● **Tâches à réaliser**:
[A] Transcrivez fidèlement le passage du billet sur la crise situé entre « L’actualité de la » et « d’entendre souvent formulée. », ces deux bornes comprises.
[B] Poursuivez le billet sur la crise à partir de sa dernière phrase.

● **Extrait de page**:

--------------------

L’actualité de la crise : LE ROYAUME DES ILLUSIONS ET LA PORTÉE DE L’INDIGNATION, par François Leclerc

Billet invité

Chacun a le nez sur sa crise. Les Européens d’un côté, les Américains de l’autre, sans omettre les Japonais. Au-delà des frontières de ce monde qualifié d’Occidental, les pays émergents subissent le contre coup de la crise des autres.

Au nombre de toutes les illusions qui sont propagées – elles ne manquent pas – celle qui veut croire que chacun aurait dans son petit coin la solution à ses propres problèmes est une des plus répandues et des plus fausses. Les crises régionales ne sont certes pas identiques, leurs contextes étant différents, mais elles sont de même origine. Elles appellent donc une réponse d’ensemble, que l’on est loin d’entendre souvent formulée.

La prochaine nomination d’un nouveau directeur général du FMI illustre on ne peut plus crûment le fait que les vrais enjeux ne sont pas publiquement débattus. L’attention se porte sur la nationalité des candidats, mais pas sur leurs intentions, sur l’orientation qu’ils proposent pour le FMI. Tout au plus parle-t-on de sa gouvernance.

--------------------

● **Liste des données**:
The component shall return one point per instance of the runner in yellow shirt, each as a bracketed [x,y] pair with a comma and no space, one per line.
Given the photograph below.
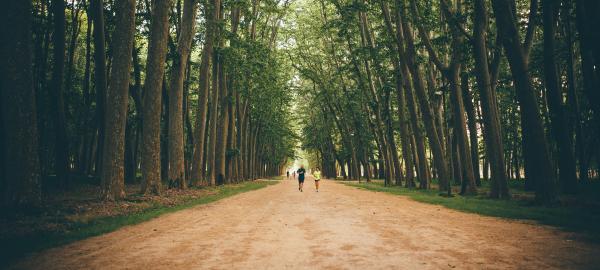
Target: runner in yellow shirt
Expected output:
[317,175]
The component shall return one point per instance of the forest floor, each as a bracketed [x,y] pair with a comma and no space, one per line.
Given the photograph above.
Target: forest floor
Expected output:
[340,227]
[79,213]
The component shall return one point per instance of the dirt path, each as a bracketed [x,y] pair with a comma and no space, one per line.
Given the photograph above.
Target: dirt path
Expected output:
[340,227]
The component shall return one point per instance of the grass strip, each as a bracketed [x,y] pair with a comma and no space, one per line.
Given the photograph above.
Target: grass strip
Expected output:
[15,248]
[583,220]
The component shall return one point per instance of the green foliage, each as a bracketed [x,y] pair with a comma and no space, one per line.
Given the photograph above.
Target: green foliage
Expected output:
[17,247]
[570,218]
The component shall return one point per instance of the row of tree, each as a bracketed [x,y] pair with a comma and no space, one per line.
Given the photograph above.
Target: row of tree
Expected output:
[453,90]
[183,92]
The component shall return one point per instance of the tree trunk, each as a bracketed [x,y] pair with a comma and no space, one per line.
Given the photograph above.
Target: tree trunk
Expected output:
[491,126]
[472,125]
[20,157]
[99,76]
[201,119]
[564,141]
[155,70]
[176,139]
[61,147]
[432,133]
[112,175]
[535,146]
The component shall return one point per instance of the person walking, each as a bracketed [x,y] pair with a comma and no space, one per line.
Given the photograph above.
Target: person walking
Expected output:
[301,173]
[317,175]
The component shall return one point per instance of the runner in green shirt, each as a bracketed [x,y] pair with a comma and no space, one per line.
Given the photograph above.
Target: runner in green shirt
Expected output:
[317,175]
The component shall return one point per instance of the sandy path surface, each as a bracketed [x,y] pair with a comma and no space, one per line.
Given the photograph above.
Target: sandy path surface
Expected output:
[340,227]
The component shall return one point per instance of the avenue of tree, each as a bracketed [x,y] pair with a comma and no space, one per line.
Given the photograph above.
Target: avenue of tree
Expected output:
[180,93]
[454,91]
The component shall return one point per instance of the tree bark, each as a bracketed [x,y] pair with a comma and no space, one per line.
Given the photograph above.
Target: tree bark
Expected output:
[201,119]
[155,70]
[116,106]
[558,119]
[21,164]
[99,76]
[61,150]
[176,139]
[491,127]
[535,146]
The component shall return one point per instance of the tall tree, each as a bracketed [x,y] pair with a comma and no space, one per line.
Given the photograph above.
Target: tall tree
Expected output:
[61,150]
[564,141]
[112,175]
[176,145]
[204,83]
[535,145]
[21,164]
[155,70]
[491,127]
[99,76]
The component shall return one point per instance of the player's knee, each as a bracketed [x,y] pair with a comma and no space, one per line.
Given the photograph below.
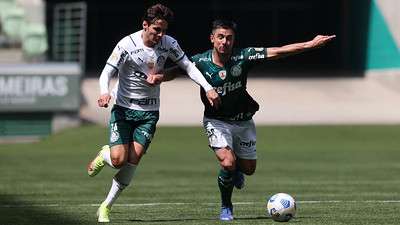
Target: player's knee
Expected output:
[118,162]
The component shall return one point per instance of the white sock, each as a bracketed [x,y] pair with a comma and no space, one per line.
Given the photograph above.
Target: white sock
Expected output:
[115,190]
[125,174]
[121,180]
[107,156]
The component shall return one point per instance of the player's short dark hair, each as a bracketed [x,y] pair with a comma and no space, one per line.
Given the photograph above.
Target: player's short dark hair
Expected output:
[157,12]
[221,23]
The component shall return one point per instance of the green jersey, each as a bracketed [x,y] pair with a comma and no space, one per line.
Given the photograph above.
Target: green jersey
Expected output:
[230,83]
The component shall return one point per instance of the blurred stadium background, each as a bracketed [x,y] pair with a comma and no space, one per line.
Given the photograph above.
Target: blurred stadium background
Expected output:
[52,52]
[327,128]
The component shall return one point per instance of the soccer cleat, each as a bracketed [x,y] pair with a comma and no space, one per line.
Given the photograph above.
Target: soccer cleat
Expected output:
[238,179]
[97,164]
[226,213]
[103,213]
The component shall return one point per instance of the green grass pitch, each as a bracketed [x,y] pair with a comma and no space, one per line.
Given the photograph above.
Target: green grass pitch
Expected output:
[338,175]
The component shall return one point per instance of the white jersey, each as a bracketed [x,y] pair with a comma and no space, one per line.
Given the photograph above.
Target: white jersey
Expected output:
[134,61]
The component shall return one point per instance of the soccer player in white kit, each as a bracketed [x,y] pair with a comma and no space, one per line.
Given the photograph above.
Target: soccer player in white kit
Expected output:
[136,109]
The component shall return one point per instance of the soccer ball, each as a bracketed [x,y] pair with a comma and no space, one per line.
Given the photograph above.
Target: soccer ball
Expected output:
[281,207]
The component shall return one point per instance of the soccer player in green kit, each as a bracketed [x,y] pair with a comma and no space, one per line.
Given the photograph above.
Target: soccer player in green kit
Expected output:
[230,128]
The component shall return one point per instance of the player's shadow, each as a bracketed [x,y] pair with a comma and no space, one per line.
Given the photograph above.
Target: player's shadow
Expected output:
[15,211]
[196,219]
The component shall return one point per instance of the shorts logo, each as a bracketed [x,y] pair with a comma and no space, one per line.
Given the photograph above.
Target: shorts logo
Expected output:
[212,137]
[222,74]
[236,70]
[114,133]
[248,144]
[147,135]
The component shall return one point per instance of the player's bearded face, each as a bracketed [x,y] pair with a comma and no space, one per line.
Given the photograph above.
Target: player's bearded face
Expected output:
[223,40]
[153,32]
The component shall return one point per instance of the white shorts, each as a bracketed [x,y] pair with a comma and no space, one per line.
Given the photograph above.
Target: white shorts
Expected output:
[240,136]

--------------------

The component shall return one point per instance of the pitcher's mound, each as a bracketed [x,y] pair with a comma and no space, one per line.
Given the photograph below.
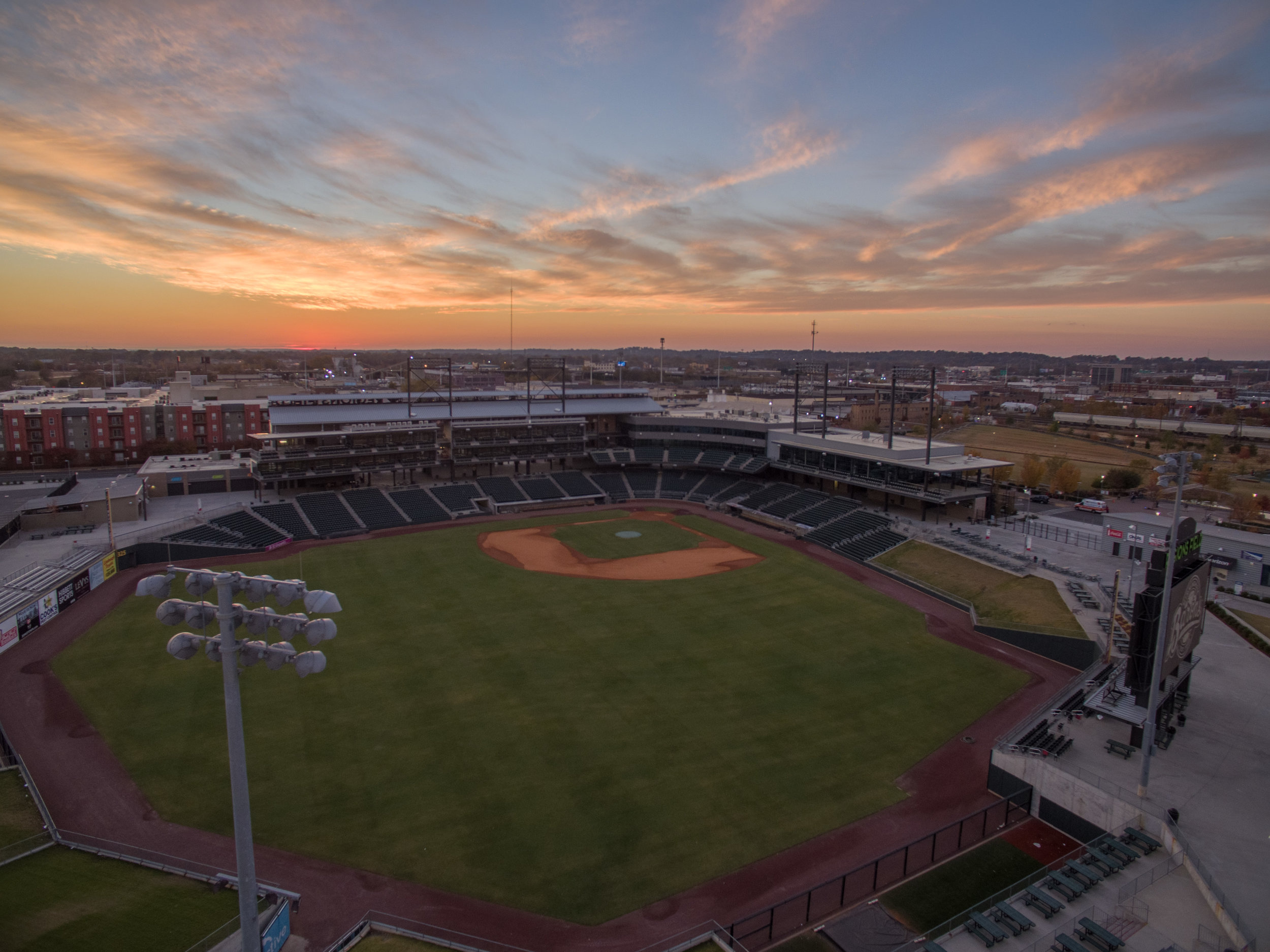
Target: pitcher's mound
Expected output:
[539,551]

--------------------

● **Réponses aux tâches**:
[A]
L’actualité de la crise : LE ROYAUME DES ILLUSIONS ET LA PORTÉE DE L’INDIGNATION, par François Leclerc

Billet invité

Chacun a le nez sur sa crise. Les Européens d’un côté, les Américains de l’autre, sans omettre les Japonais. Au-delà des frontières de ce monde qualifié d’Occidental, les pays émergents subissent le contre coup de la crise des autres.

Au nombre de toutes les illusions qui sont propagées – elles ne manquent pas – celle qui veut croire que chacun aurait dans son petit coin la solution à ses propres problèmes est une des plus répandues et des plus fausses. Les crises régionales ne sont certes pas identiques, leurs contextes étant différents, mais elles sont de même origine. Elles appellent donc une réponse d’ensemble, que l’on est loin d’entendre souvent formulée.

[B]
Le risque est grand que ce qui avait été entamé ne soit remis en cause, ou au moins retardé. Sans le clamer sur les toits, le FMI se positionnait discrètement afin de devenir l’artisan d’un nouvel ordre monétaire, une sorte de banque centrale mondiale en mesure de régler le problème qui ravage toute l’économie occidentale : la dette, dont on ne sait plus comment se débarrasser et que l’on voudrait recommencer à produire. Tout confondue, elle est l’addition de la dette « publique » avec la « privée », si la distinction a un sens, car on a vu comment les vases étaient communicants – à sens unique – quand cela s’est révélé indispensable à la survie du système.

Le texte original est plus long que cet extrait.